*** Opening of Exercise data ***

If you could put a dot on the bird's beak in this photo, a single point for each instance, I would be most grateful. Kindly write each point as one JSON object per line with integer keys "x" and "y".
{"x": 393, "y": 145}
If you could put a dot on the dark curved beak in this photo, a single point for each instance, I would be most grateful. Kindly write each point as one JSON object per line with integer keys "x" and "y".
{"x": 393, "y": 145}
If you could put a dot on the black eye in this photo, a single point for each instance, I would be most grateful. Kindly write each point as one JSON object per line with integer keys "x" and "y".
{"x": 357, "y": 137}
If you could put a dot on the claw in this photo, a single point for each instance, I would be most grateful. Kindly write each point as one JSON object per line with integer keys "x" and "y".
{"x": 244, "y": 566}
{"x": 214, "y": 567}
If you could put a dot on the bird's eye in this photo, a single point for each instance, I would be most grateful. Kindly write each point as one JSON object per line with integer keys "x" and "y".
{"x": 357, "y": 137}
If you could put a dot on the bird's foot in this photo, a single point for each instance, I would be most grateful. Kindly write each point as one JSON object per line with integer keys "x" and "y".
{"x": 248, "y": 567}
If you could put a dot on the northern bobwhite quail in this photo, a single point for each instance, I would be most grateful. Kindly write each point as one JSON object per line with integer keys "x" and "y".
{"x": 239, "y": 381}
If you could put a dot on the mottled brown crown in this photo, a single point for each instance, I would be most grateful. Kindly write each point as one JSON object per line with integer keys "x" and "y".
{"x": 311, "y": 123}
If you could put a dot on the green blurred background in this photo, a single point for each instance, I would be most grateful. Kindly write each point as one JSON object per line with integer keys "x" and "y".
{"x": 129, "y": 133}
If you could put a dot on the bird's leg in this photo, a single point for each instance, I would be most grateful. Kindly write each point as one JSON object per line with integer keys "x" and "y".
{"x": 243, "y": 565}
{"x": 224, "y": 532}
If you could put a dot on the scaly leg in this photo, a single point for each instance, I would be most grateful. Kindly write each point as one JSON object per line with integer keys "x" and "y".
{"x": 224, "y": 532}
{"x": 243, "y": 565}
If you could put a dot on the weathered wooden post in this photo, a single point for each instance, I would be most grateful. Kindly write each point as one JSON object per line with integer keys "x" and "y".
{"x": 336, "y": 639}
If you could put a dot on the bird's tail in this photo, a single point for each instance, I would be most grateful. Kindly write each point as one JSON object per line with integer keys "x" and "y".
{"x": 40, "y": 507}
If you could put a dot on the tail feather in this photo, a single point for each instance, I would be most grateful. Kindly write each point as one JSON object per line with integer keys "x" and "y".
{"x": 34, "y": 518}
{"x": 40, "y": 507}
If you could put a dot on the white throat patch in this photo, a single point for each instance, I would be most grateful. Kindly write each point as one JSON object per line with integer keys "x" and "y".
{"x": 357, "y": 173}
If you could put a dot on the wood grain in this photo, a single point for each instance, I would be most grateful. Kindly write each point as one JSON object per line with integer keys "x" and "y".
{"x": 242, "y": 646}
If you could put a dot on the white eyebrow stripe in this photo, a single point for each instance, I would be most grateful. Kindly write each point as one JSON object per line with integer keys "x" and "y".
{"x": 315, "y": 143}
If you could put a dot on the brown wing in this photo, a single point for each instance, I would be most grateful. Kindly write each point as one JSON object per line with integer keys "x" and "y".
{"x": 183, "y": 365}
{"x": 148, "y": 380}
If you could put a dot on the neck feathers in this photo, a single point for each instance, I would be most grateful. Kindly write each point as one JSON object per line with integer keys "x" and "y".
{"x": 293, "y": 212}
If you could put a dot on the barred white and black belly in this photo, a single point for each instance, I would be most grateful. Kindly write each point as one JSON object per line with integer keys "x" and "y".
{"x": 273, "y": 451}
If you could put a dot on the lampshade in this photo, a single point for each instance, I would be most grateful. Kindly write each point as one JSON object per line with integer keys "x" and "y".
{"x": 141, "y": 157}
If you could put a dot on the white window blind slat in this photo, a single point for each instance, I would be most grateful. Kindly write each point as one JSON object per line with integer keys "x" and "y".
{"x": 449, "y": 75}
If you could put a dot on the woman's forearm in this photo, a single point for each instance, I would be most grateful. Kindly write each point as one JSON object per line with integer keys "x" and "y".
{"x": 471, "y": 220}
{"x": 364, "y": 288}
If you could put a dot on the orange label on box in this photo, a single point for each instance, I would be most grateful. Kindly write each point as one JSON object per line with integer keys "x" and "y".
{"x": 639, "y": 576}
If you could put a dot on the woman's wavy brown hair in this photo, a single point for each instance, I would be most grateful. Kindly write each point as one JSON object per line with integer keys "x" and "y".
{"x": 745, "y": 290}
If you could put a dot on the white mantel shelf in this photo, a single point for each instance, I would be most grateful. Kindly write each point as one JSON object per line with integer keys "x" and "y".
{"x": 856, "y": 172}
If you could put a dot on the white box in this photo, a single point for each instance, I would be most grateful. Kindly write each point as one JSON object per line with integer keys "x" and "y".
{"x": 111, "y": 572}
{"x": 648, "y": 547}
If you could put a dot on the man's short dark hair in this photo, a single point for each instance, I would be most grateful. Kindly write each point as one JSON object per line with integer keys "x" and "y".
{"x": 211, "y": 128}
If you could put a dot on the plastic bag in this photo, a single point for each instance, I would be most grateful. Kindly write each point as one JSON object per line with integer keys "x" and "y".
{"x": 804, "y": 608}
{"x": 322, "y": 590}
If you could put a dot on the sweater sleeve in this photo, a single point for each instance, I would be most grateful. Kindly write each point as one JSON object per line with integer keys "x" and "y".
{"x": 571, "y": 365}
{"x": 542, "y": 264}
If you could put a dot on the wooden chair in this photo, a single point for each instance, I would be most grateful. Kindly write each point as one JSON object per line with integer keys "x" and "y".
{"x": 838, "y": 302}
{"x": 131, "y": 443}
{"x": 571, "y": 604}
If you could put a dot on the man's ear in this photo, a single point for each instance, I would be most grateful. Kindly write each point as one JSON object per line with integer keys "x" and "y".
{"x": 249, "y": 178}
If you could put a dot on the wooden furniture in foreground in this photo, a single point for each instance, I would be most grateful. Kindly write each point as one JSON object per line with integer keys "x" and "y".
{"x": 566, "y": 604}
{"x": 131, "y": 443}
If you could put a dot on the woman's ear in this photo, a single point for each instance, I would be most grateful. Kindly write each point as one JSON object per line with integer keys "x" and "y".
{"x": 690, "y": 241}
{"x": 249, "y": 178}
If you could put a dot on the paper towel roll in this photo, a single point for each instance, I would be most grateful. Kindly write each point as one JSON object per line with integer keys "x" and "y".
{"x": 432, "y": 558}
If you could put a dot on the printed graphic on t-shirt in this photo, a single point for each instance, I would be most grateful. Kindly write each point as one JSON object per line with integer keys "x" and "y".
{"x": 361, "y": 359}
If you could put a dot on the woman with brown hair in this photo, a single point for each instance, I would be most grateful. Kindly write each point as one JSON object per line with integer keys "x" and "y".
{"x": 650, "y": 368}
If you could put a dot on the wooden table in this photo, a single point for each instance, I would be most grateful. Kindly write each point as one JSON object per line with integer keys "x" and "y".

*** Close of Exercise data ***

**Required action:** Each record above should be transcribed exactly.

**Answer space:**
If you could put a dot on the bird's beak in this photo, a single point for each instance, I would be most grateful. Kindly write each point as one JSON object per line with integer keys "x" and "y".
{"x": 393, "y": 145}
If you could put a dot on the dark curved beak in this photo, a single point for each instance, I would be most grateful. Kindly write each point as one JSON object per line with integer keys "x" and "y".
{"x": 393, "y": 145}
If you could put a dot on the black eye in this photo, a single point for each instance, I would be most grateful. Kindly write each point as one JSON object per line with integer keys "x" and "y".
{"x": 357, "y": 137}
If you could put a dot on the claw in this photo, a single point for each instance, I would be most grateful. Kindly write each point as one JSON object per line with integer keys "x" and "y".
{"x": 244, "y": 566}
{"x": 214, "y": 567}
If you could put a dot on the bird's eye in this photo, a single point for each instance, I would be most grateful. Kindly write each point as one JSON object per line with integer keys "x" and "y".
{"x": 357, "y": 137}
If you could put a dot on the bird's foot in this photo, a single point for each instance, I would be most grateful. Kindly write each point as one JSON object per line with integer keys "x" and "y".
{"x": 248, "y": 567}
If you could put a dot on the northern bobwhite quail in this photo, a single point for each instance, I would be most grateful. Kindly write each point as one JSON object per line with integer keys "x" and "y".
{"x": 239, "y": 381}
If you could put a dot on the mottled brown crown in this photo, a single point for each instance, I would be most grateful. Kindly write each point as one JSON object per line with integer keys "x" and "y".
{"x": 311, "y": 123}
If you could put a dot on the green blurred background in this photo, a single point for each instance, I would be most grateful. Kindly write each point as one JSON object per line with integer keys "x" and "y".
{"x": 129, "y": 133}
If you could put a dot on the bird's leg in this photo, a single point for each instance, I would be most grateful. Kindly write each point as one JSON object per line with integer keys "x" and "y".
{"x": 243, "y": 565}
{"x": 224, "y": 532}
If you could put a dot on the scaly leg in this photo, a single point for each instance, I would be most grateful. Kindly write each point as one JSON object per line with integer keys "x" and "y".
{"x": 224, "y": 532}
{"x": 243, "y": 565}
If you could put a dot on the weathered wooden post in this photo, a single point for each instance, I would be most grateful. Kindly write each point as one JSON object per line with integer keys "x" and "y".
{"x": 336, "y": 639}
If you could put a dot on the bird's tail in this photo, a single point for each instance, I would be most grateful. Kindly write each point as one JSON object per line with integer keys "x" and "y".
{"x": 40, "y": 507}
If you could put a dot on the tail feather in this photo, a single point for each instance, I would be most grateful. Kindly write each point as one JSON object per line with integer keys "x" and "y".
{"x": 34, "y": 518}
{"x": 40, "y": 507}
If you could put a dot on the white throat patch in this photo, a single point for each instance, I would be most grateful. Kindly write each point as one JSON object per line with integer keys "x" and "y".
{"x": 357, "y": 173}
If you could put a dot on the wood grain in this photo, a single point for each instance, I would be most grateful. Kindly write each point as one JSON object per line with integer keys "x" and "y".
{"x": 242, "y": 646}
If you could put a dot on the white eyebrow stripe in this photo, a single point for each instance, I would be most grateful. Kindly write each point as one JSON object per line with integer keys "x" and "y".
{"x": 315, "y": 143}
If you could put a dot on the brown wing in this photo, a single point for each instance, I would be most grateful. Kindly write each point as one JSON object per line with integer keys "x" and "y".
{"x": 183, "y": 365}
{"x": 148, "y": 380}
If you could put a dot on the neck feathers in this photo, a single point for each instance, I would be most grateful. Kindly write each point as one JSON object per line with integer keys "x" and "y".
{"x": 293, "y": 212}
If you could put a dot on the barred white and black belly in this photo, a single point for each instance, I would be most grateful. Kindly write each point as one JSON object per line with integer keys "x" and "y".
{"x": 273, "y": 451}
If you could put a dot on the lampshade in this photo, a single point for each instance, I would be most grateful. Kindly write each point as one JSON object per line with integer keys "x" and "y".
{"x": 141, "y": 157}
If you could put a dot on the white window blind slat in this photo, a single point for each instance, I would be most grateful. Kindly write each point as one JSON object per line with integer keys "x" and "y".
{"x": 449, "y": 75}
If you could put a dot on the woman's forearm in this photo, a single point for each instance, I would be most grateful. Kindly write each point as one JSON object per line with integer keys "x" and "y".
{"x": 471, "y": 220}
{"x": 364, "y": 288}
If you could put a dot on the orange label on box in this photo, a single point for each instance, I would be most grateful. Kindly write each point as one JSON object per line with integer keys "x" and "y".
{"x": 639, "y": 576}
If you could put a dot on the woman's wavy brown hair in this photo, a single point for each instance, I would be most grateful. Kindly write each point as one JSON object per line with integer keys "x" and "y".
{"x": 745, "y": 290}
If you could put a dot on the white mantel shelf in this photo, a single point for each instance, I would be most grateful. Kindly write each point as one JSON object per line with integer keys "x" and "y".
{"x": 856, "y": 172}
If you could put a dot on the white box in this photo, a single point for each instance, I would be most grateful. Kindly write each point as one JSON object per line with integer keys "x" and "y".
{"x": 111, "y": 572}
{"x": 648, "y": 547}
If you could put a dot on the man's short dark hair in this photo, a single point for each instance, I would be most grateful. Kindly write each point as one JSON object per line with integer keys "x" and "y".
{"x": 211, "y": 128}
If you could put a dot on the plastic bag in this photo, a single point for each instance, I would be most grateful. Kindly write each point as one JSON object per line with integer keys "x" and "y".
{"x": 804, "y": 608}
{"x": 322, "y": 590}
If you could put a dot on the sweater sleeve in this photo, a single point for each instance, I would be most grateful. Kindly write each point as one JSON object per line with integer keys "x" and "y".
{"x": 571, "y": 365}
{"x": 542, "y": 264}
If you could put a dot on the wooden chair in this photo, a single point for each instance, I would be most grateful. Kindly write each point as one JSON object per line with integer keys "x" and "y".
{"x": 838, "y": 302}
{"x": 131, "y": 443}
{"x": 571, "y": 604}
If you could put a dot on the man's ear in this photo, a single point for each instance, I would be most grateful. Kindly write each point as one JSON object per line with integer keys "x" and "y".
{"x": 249, "y": 178}
If you could put a dot on the wooden furniture in foreground in this photo, a single point for each instance, I would be most grateful. Kindly write each point as one JSON object per line with integer keys "x" and "y".
{"x": 566, "y": 604}
{"x": 131, "y": 443}
If you could put a dot on the woman's ear in this photo, a single point for each instance, I would be most grateful. Kindly write each point as one JSON object per line with integer keys "x" and "y".
{"x": 690, "y": 241}
{"x": 249, "y": 178}
If you could put a dot on the paper towel roll in this photo, a single point for each instance, I would be most grateful. Kindly write each point as one JSON object per line with integer keys "x" and "y".
{"x": 432, "y": 558}
If you could put a dot on the printed graphic on t-shirt in this photo, a single point for each instance, I would be most grateful. Kindly write each point as one JSON object per line with integer keys "x" and "y".
{"x": 361, "y": 359}
If you could put a dot on the woman with brown hair in this photo, a single point for each instance, I would be most grateful. Kindly write each point as one JSON object per line with integer keys "x" and "y".
{"x": 650, "y": 368}
If you could put a dot on the wooden table in this photo, a single point for each instance, I would be most grateful. Kindly write each point as one JSON object per line with integer keys "x" and "y".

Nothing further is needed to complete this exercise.